> DATA TO EXAMINE:
+++

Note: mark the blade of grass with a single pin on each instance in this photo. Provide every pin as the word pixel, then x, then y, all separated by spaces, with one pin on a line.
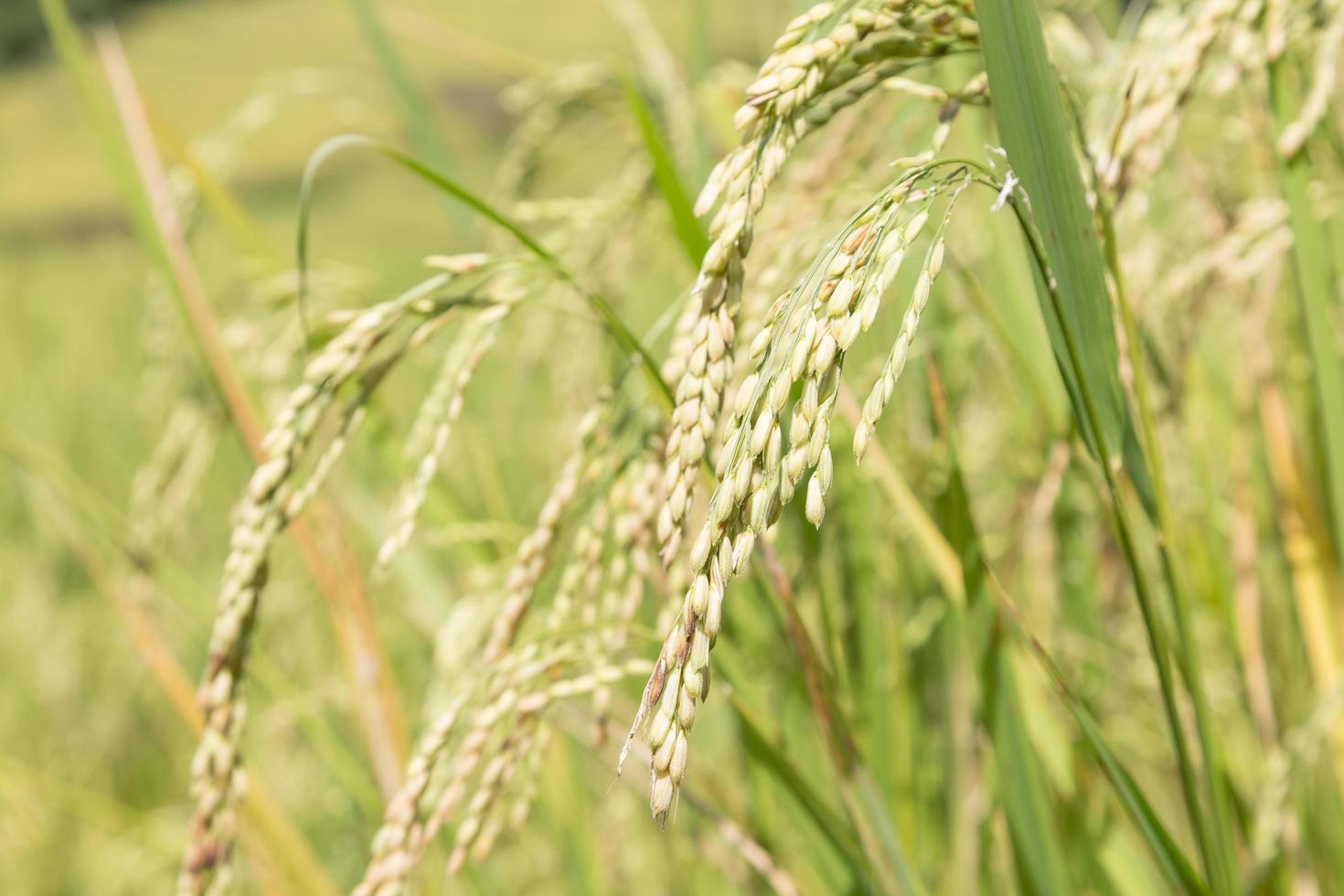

+++

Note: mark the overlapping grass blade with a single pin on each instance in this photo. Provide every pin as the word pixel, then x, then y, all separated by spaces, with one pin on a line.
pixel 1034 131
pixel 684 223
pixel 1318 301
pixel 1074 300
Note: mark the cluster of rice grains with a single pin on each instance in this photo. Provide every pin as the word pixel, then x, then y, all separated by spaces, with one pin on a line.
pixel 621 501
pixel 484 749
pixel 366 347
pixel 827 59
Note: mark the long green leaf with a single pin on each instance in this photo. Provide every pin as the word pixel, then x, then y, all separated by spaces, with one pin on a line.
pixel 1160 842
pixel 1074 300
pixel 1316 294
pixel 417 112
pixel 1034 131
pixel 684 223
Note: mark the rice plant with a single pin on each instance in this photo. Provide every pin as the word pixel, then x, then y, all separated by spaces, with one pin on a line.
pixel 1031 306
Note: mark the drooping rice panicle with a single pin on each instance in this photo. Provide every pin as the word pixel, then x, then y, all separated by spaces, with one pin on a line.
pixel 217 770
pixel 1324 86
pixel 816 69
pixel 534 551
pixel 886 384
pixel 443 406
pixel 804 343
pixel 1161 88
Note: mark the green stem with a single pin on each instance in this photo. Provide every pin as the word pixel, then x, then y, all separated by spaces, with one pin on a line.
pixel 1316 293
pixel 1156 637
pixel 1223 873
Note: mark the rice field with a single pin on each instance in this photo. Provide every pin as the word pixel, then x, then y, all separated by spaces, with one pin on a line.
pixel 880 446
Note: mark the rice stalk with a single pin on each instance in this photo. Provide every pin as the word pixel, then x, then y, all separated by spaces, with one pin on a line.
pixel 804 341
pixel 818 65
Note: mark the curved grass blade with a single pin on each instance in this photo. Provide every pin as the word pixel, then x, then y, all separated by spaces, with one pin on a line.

+++

Take the lines above from the one containing "Note: mark the long" down to the one containing "Note: mark the curved", and transcribe them exactly, both ends included.

> EXERCISE RESULT:
Note: mark the long green leaf with a single pin on each instance in this photo. Provide every pin as the word pixel, then x, then y, all separated by spaces, with one pin on a line.
pixel 1160 842
pixel 1074 300
pixel 1316 294
pixel 417 112
pixel 1034 131
pixel 684 223
Note: mark the rice plant with a single pin on each instance in this photo. Provide every pin as the word pixel, then x, then y, all separated by spaces, with one pin on a line.
pixel 1031 306
Note: mark the drooping rice panicle with a single pin on each instance in this photo. Provide every pin as the word pixel, then x, then y, all separated by spaces, with one pin on a line.
pixel 217 770
pixel 1324 86
pixel 816 69
pixel 534 551
pixel 886 384
pixel 443 406
pixel 804 343
pixel 1161 88
Note: mark the green stem with a single pin on each instance in this photo. Provide every pin as the word pixel, then x, then y, all separated by spaces, with one pin on a line.
pixel 1316 293
pixel 1156 637
pixel 1223 873
Note: mark the rice field with a single pin on each instance in this photo. Provide every pin as the word pixel, then x, then y, all separated by spaces, with one pin on a line.
pixel 880 446
Note: mark the rice stalk with a single pin on each instance in this photo. Provide every pin as the word pixel, then x, then y, all separated by spaces, with one pin on a line.
pixel 804 341
pixel 818 65
Note: mark the curved grass blade with a single pin on each instance in this photo. Provide every pin as the word pixel, then x, then y, all separated by spaces, with one pin on a line.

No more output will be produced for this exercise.